= The problem =
Please look for the string "chain" below and report every line in which it occurs.

= Stored data =
-*-
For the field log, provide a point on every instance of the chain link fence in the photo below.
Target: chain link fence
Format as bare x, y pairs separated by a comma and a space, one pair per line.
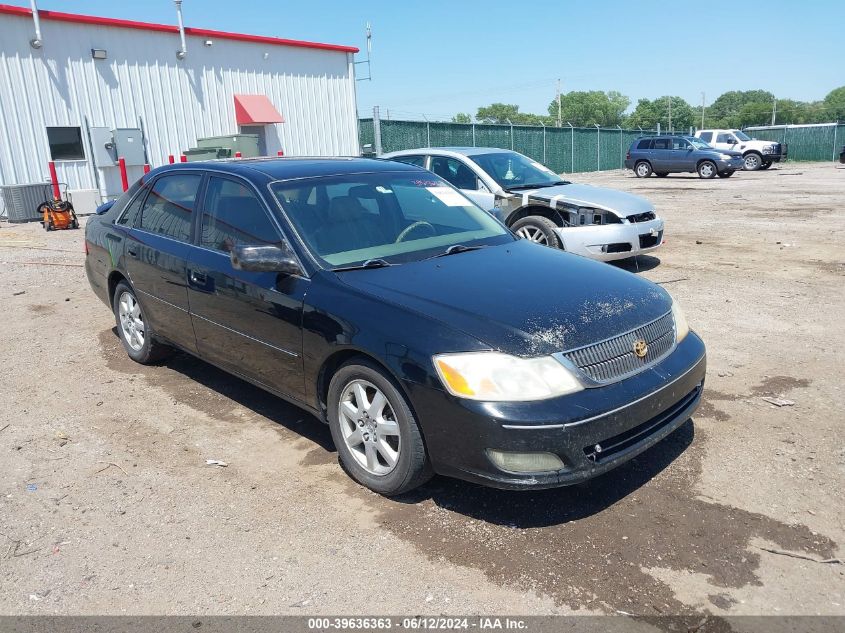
572, 149
806, 142
563, 149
-*-
= Reply to the task =
For the field log, provide a point on every instance of the chain link fence in the photo below.
Target: chain link fence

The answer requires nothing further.